● **TASK 1**
In the rows below the passage, copy out every line from the one containing "Indicate the distant" to the last row, both included, without changing anything.

● **SOURCE DOCUMENT**

The discovery of Carmen was the event of his winter. Many times he spoke of it, many times he returned to it; when he heard this frank and impassioned music, he felt better armed against the romantic seductions which were always powerful in his soul. "Carmen delivers me," he was to write.
Friedrich Nietzsche again found the happiness which he had enjoyed in the preceding year; a like happiness, but sustained by a graver kind of emotion: the full midday of his thought rose after the dawn. Towards the end of December he passed a crisis and surmounted it. A sort of poem in prose commemorated this crisis. We will translate it here. It is the consequence of his meditations, of those examinations of conscience which he used to write down, as a young man, each Saint Sylvester's Day:
"For the New Year.—I still live, I still think: I must still live, for I must still think. Sum, ergo cogito: cogito, ergo sum. This is the day upon which every one is permitted to express his desire and his dearest thought: I, too, shall then express the inner wish which I form to-day, and say what thought I take to heart, this year, before all other—what thought I have chosen as the reason, guarantee, and sweetness of my life to come! I wish to try each day to see in all things necessity as a beauty—thus shall I be one of those who make things beautiful. Amor fati, let that be henceforward my love! I do not wish to go to battle against the hideous. I do not wish to accuse, I do not even wish to accuse the accusers. To avert my gaze, let that be my sole negation. In a word, I wish to be, in every circumstance, a Yea-Sayer!"
The thirty days of January passed without a cloud appearing in the sky. He was to dedicate to this fine month, as a sign of gratitude, the fourth book of the Gay Science, which he entitled Sanctus Januarius; an admirable book rich in critical thought, in intimate refinements, and from the first to the last line dominated by a sacred emotion—Amor fati.

● **INPUT FOR THIS TASK**
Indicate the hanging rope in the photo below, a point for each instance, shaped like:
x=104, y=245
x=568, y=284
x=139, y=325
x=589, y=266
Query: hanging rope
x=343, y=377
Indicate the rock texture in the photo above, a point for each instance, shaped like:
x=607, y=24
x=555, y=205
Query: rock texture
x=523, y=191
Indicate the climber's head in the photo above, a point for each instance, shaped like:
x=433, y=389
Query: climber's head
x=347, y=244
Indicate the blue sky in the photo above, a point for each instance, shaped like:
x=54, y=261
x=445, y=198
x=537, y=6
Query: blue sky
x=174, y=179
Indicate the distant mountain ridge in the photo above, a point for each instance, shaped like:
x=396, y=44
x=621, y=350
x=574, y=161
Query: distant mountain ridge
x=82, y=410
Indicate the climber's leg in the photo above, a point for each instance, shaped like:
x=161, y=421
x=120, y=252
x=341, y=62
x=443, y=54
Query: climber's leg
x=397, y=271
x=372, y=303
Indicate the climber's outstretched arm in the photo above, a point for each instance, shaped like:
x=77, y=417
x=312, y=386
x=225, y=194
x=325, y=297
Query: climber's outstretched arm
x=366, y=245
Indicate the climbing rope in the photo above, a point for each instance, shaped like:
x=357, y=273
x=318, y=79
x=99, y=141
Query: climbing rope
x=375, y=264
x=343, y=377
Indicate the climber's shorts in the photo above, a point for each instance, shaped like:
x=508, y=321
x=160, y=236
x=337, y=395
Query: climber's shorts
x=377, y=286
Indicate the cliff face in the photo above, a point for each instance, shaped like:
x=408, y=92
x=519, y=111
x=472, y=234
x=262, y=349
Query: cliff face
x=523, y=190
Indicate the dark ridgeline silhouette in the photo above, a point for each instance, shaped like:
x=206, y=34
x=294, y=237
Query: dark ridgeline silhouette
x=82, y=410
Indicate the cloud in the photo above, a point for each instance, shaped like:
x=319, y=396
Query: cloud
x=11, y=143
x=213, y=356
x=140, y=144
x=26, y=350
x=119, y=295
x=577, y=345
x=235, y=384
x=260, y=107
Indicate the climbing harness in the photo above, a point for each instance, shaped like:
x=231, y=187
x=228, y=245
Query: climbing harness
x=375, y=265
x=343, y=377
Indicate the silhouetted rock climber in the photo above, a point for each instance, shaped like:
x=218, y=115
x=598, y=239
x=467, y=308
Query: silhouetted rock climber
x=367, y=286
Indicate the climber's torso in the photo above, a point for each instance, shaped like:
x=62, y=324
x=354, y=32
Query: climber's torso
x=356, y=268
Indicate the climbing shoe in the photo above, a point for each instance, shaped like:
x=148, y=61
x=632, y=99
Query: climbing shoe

● **TASK 2**
In the Nietzsche passage, what title did he give the fourth book of the Gay Science?

● **RESPONSE 1**
Indicate the distant mountain ridge in the photo above, a point for each instance, shaped like:
x=396, y=44
x=621, y=350
x=574, y=161
Query: distant mountain ridge
x=82, y=410
Indicate the climber's leg in the photo above, a point for each instance, shaped like:
x=161, y=421
x=120, y=252
x=341, y=62
x=443, y=54
Query: climber's leg
x=397, y=271
x=372, y=303
Indicate the climber's outstretched arm in the photo above, a point for each instance, shaped like:
x=77, y=417
x=312, y=386
x=225, y=194
x=325, y=297
Query: climber's outstretched arm
x=366, y=245
Indicate the climbing rope in the photo above, a point for each instance, shaped like:
x=357, y=273
x=318, y=79
x=99, y=141
Query: climbing rope
x=375, y=264
x=343, y=377
Indicate the climber's shorts in the photo above, a point for each instance, shaped like:
x=508, y=321
x=160, y=236
x=337, y=395
Query: climber's shorts
x=377, y=286
Indicate the cliff face in the photo above, a point for each instance, shaped like:
x=408, y=92
x=519, y=111
x=472, y=234
x=262, y=349
Query: cliff face
x=523, y=190
Indicate the dark ridgeline silhouette in the photo above, a point for each instance, shaped like:
x=206, y=34
x=294, y=237
Query: dark ridgeline silhouette
x=82, y=410
Indicate the cloud in the photo above, a point for each instance, shaped like:
x=319, y=396
Query: cloud
x=11, y=143
x=213, y=356
x=140, y=144
x=26, y=350
x=119, y=295
x=577, y=345
x=235, y=384
x=260, y=107
Indicate the climbing harness in the photo above, a point for each instance, shaped like:
x=231, y=187
x=228, y=245
Query: climbing harness
x=375, y=265
x=343, y=377
Indicate the silhouetted rock climber in the photo above, a point for each instance, shaped like:
x=218, y=115
x=598, y=239
x=467, y=308
Query: silhouetted rock climber
x=367, y=286
Indicate the climber's torso in the photo above, a point for each instance, shaped like:
x=62, y=324
x=354, y=32
Query: climber's torso
x=356, y=268
Indicate the climbing shoe in the photo above, a point for each instance, shaped like:
x=148, y=61
x=632, y=99
Query: climbing shoe

● **RESPONSE 2**
Sanctus Januarius